TASK TO CARRY OUT: Reproduce the data visualization process text word for word, from its first line to its last.

SOURCE TEXT:
## BEGIN

A practical example follows in the next article.

The data visualisation process

We all have unconscious processes which necessitate external input to effect change. Though my student helped me realise that I had developed innate mathematical reasoning for deciding between statistical charts, it wasn’t until I stepped into the business world and evolved an analytical eye that I honed my decision process.

I have found that the most effective way to create a data visualisation is to incorporate the scientific method.

Question: Before we collect or interrogate data for information, we must always begin by formulating a question. For example, you may be curious about the correlation between certain variables.
Hypothesise: Develop a null hypothesis for your question.
Predict: Predict the results of your question. If you are visually inclined, you might try mapping these in a flow chart.
Collect: Collect data and determine the space of possible charts by assessing the data types of your selected variables.
Filter: Filter these visualisations to ensure the purpose of the charts is congruent with the question that you need to answer.
Test: Test whether any of the chosen visualisations provide a satisfactory response to your hypothesis.

Your unique situation determines whether another variable adds value to the hypothesis or narrows the narrative overmuch. Once a visualisation is chosen, we can add dimensions through plot elements such as colour, size, data point shapes and facetting.

**Fig 2:** The data visualisation process.

At times, we might need to combine datasets to satisfy our questions; this situation commonly occurs when either formulating a question (Step 1) or incorporating more variables (after Step 6). If this happens, additional cleaning and processing may be required before proceeding to the subsequent steps.

## END

INFORMATION SUPPLIED:
## BEGIN

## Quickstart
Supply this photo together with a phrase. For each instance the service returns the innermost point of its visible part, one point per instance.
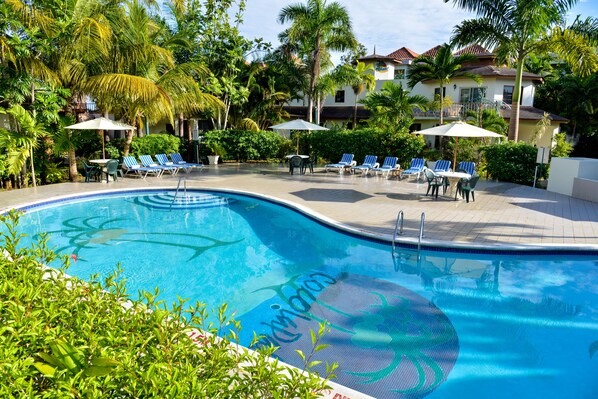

## END

RIGHT ANSWER:
A practical example follows in the next article.

The data visualisation process

We all have unconscious processes which necessitate external input to effect change. Though my student helped me realise that I had developed innate mathematical reasoning for deciding between statistical charts, it wasn’t until I stepped into the business world and evolved an analytical eye that I honed my decision process.

I have found that the most effective way to create a data visualisation is to incorporate the scientific method.

Question: Before we collect or interrogate data for information, we must always begin by formulating a question. For example, you may be curious about the correlation between certain variables.
Hypothesise: Develop a null hypothesis for your question.
Predict: Predict the results of your question. If you are visually inclined, you might try mapping these in a flow chart.
Collect: Collect data and determine the space of possible charts by assessing the data types of your selected variables.
Filter: Filter these visualisations to ensure the purpose of the charts is congruent with the question that you need to answer.
Test: Test whether any of the chosen visualisations provide a satisfactory response to your hypothesis.

Your unique situation determines whether another variable adds value to the hypothesis or narrows the narrative overmuch. Once a visualisation is chosen, we can add dimensions through plot elements such as colour, size, data point shapes and facetting.

**Fig 2:** The data visualisation process.

At times, we might need to combine datasets to satisfy our questions; this situation commonly occurs when either formulating a question (Step 1) or incorporating more variables (after Step 6). If this happens, additional cleaning and processing may be required before proceeding to the subsequent steps.